→ Exercise inputs:
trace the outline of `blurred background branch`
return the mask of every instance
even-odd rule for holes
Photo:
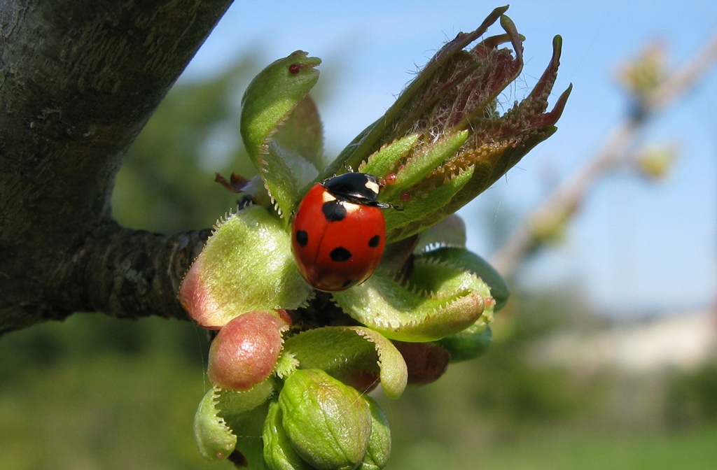
[[[634,155],[635,140],[650,119],[688,93],[717,61],[717,37],[678,70],[666,74],[662,50],[648,47],[625,70],[622,81],[631,92],[633,107],[625,120],[605,139],[602,148],[574,175],[559,184],[540,205],[524,217],[491,259],[493,266],[511,276],[526,256],[561,232],[602,177]],[[657,56],[657,57],[655,57]],[[657,60],[655,60],[657,59]],[[649,77],[661,77],[642,80]],[[663,168],[666,170],[666,168]]]

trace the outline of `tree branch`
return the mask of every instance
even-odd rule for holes
[[[539,246],[543,234],[569,220],[595,182],[625,158],[627,149],[649,118],[691,89],[716,62],[717,37],[652,90],[640,112],[632,113],[617,125],[595,157],[525,218],[493,256],[491,264],[498,272],[509,276],[526,255]],[[538,226],[543,229],[537,230]]]
[[[118,227],[127,149],[230,0],[0,4],[0,335],[73,311],[183,317],[208,232]]]

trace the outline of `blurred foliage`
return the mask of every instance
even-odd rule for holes
[[[694,370],[672,371],[665,413],[668,425],[674,429],[717,425],[717,362]]]
[[[249,57],[206,81],[175,86],[118,176],[121,224],[163,233],[206,227],[235,205],[235,196],[212,181],[215,171],[253,174],[239,138],[239,102],[260,68]],[[717,366],[675,372],[665,401],[664,388],[653,386],[659,378],[628,380],[611,370],[580,374],[537,363],[536,340],[602,321],[579,286],[536,293],[511,283],[511,290],[484,358],[452,365],[399,401],[376,394],[394,436],[387,468],[712,468]],[[6,335],[0,470],[231,468],[204,463],[192,436],[209,387],[207,350],[206,331],[158,318],[80,314]],[[640,406],[642,414],[635,411]],[[663,424],[682,431],[668,438]],[[697,425],[704,427],[685,430]]]

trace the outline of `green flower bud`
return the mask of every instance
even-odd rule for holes
[[[279,405],[286,435],[310,465],[348,469],[364,460],[372,418],[354,388],[320,369],[300,369],[287,378]]]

→ Work instructions:
Find every line above that contains the word "branch" and copy each one out in full.

→ Result of this exercise:
trace the outline of `blurred background branch`
trace the outline of `tree branch`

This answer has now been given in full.